┏━━

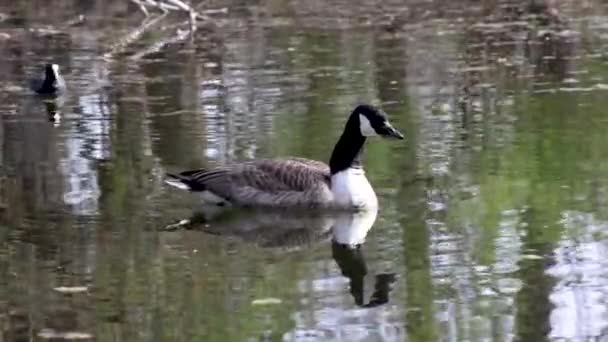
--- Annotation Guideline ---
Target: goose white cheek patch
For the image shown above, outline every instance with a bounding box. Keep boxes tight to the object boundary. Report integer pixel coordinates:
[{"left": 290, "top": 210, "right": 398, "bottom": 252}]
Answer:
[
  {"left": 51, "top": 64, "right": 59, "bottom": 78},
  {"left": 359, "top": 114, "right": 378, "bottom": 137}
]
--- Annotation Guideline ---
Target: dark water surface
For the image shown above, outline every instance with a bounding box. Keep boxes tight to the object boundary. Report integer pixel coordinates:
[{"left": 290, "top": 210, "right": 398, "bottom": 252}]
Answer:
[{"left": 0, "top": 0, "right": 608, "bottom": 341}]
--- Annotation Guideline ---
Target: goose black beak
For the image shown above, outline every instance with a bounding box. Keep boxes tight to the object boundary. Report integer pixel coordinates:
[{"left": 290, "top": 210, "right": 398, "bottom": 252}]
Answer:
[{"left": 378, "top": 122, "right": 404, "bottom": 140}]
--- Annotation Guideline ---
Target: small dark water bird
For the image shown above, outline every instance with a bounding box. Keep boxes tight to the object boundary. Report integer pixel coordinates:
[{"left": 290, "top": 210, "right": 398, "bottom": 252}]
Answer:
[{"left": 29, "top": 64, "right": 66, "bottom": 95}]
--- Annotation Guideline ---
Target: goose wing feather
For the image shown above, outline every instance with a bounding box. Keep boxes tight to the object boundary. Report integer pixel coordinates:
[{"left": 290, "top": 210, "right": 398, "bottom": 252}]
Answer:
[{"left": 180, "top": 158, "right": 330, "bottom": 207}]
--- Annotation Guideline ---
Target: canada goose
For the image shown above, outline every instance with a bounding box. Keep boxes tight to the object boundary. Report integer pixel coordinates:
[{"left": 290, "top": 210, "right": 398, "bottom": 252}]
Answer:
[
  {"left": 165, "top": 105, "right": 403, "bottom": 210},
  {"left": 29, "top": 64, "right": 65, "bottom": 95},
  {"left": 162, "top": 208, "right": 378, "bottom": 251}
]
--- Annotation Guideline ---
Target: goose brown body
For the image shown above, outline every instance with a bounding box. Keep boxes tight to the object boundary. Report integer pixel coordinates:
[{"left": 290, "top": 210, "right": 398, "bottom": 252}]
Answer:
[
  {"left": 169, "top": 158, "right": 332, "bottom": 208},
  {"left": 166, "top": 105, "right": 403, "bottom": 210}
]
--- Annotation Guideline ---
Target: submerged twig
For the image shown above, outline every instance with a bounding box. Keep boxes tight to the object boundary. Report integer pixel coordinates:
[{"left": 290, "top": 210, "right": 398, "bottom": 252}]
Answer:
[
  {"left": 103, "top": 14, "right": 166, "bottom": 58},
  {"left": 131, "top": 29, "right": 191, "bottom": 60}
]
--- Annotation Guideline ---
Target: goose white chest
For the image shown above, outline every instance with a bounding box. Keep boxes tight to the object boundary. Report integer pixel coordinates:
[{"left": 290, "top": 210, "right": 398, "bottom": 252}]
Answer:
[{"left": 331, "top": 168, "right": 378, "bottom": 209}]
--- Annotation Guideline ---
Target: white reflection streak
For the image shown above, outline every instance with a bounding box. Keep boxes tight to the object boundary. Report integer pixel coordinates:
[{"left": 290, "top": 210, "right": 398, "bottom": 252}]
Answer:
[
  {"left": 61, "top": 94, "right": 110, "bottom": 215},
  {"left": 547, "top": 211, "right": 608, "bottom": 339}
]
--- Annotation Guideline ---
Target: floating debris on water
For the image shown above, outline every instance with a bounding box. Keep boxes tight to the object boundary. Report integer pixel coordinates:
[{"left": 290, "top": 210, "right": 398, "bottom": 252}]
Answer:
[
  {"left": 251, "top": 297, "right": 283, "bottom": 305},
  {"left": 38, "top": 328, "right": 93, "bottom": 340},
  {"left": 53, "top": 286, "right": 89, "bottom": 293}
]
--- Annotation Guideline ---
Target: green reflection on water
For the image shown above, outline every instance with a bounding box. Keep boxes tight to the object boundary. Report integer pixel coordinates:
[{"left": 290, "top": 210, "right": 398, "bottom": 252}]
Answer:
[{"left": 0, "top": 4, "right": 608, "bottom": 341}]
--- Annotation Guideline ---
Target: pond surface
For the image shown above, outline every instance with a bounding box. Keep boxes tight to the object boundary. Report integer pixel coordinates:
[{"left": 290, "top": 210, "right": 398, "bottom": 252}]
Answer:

┗━━

# EXERCISE BRIEF
Print every entry exactly as written, without the pictures.

# TASK RESULT
--- Annotation Guideline ---
Target: goose white cheek patch
For the image shown above, outline every instance with a bounding box. Keep boxes tight to the object boundary. Report integer pixel coordinates:
[{"left": 290, "top": 210, "right": 398, "bottom": 252}]
Answer:
[
  {"left": 51, "top": 64, "right": 59, "bottom": 78},
  {"left": 359, "top": 114, "right": 378, "bottom": 137}
]
--- Annotation Guideline ---
Target: dark water surface
For the image shown above, outline every instance with a bounding box. Keep boxes tight to the object boundary. Report integer pixel coordinates:
[{"left": 290, "top": 210, "right": 398, "bottom": 252}]
Answer:
[{"left": 0, "top": 0, "right": 608, "bottom": 341}]
--- Annotation Guideline ---
Target: goose black beak
For the image shown above, outline every instance with a bounding box. Keep boxes tight to the object boundary. Report integer pixel coordinates:
[{"left": 290, "top": 210, "right": 398, "bottom": 252}]
Answer:
[{"left": 378, "top": 122, "right": 404, "bottom": 140}]
--- Annotation Guideline ---
Target: small dark water bird
For the image shown above, outline every instance with a bounding box. Keep boxes tight to the object boundary. Report integer pixel coordinates:
[{"left": 290, "top": 210, "right": 398, "bottom": 252}]
Answer:
[{"left": 29, "top": 64, "right": 66, "bottom": 95}]
--- Annotation Guideline ---
Target: goose wing feather
For the image shown above, outline every instance with a bounding box. Keep boxes tight to the object boundary. Report integer pixel coordinates:
[{"left": 290, "top": 210, "right": 398, "bottom": 252}]
Answer:
[{"left": 180, "top": 158, "right": 330, "bottom": 207}]
--- Annotation Guideline ---
Target: canada goose
For the image shown above, outline every instance with a bounding box. Keep boxes tight to the object boundary. Report integer pixel coordinates:
[{"left": 290, "top": 210, "right": 398, "bottom": 252}]
Answer:
[
  {"left": 165, "top": 105, "right": 403, "bottom": 210},
  {"left": 29, "top": 64, "right": 65, "bottom": 95},
  {"left": 162, "top": 208, "right": 378, "bottom": 251}
]
--- Annotation Guideline ---
Target: goose brown body
For the image shown above, outline every instance with a bounding box. Keep boxes tight to the object boundary. Report integer pixel coordinates:
[{"left": 290, "top": 210, "right": 398, "bottom": 252}]
Answer:
[
  {"left": 169, "top": 158, "right": 332, "bottom": 208},
  {"left": 166, "top": 105, "right": 403, "bottom": 210}
]
--- Annotation Guideline ---
Target: submerged twig
For the image shown above, outline every instance with a bounding box. Keep boxes tight to the object boundary. Report integer pixel coordinates:
[{"left": 290, "top": 210, "right": 398, "bottom": 252}]
Answer:
[
  {"left": 103, "top": 14, "right": 166, "bottom": 58},
  {"left": 131, "top": 29, "right": 191, "bottom": 60}
]
--- Annotation Guideline ---
Target: goose white chest
For the image shown above, outline every instance with a bounding box. Keep boxes tight to the object boundary. Report integer pixel coordinates:
[{"left": 290, "top": 210, "right": 398, "bottom": 252}]
Answer:
[{"left": 331, "top": 168, "right": 378, "bottom": 209}]
--- Annotation Guideline ---
Target: white reflection streak
For the image shown above, outline every instance with a bounding box. Keep boxes tight to the object boundary. Report integer pixel coordinates:
[{"left": 290, "top": 210, "right": 398, "bottom": 252}]
Answer:
[
  {"left": 61, "top": 94, "right": 110, "bottom": 215},
  {"left": 547, "top": 211, "right": 608, "bottom": 339}
]
--- Annotation Guideline ---
Target: floating debris on water
For the image shown above, outline every instance with a bounding box. Keep boxes tight to the object boundary. Report integer pixel coordinates:
[{"left": 290, "top": 210, "right": 398, "bottom": 252}]
Answer:
[
  {"left": 251, "top": 297, "right": 283, "bottom": 305},
  {"left": 38, "top": 328, "right": 93, "bottom": 340},
  {"left": 53, "top": 286, "right": 89, "bottom": 293}
]
--- Annotation Guideline ---
Target: green reflection on water
For the image shown above, outline every instance with a bounding box. Keep boxes tight to the object boundary. Report integer pixel coordinates:
[{"left": 290, "top": 210, "right": 398, "bottom": 252}]
Answer:
[{"left": 0, "top": 4, "right": 608, "bottom": 341}]
--- Annotation Guideline ---
Target: pond surface
For the image shown above, outline every instance with a bounding box. Keep boxes tight to the object boundary. Report integer pixel coordinates:
[{"left": 290, "top": 210, "right": 398, "bottom": 252}]
Answer:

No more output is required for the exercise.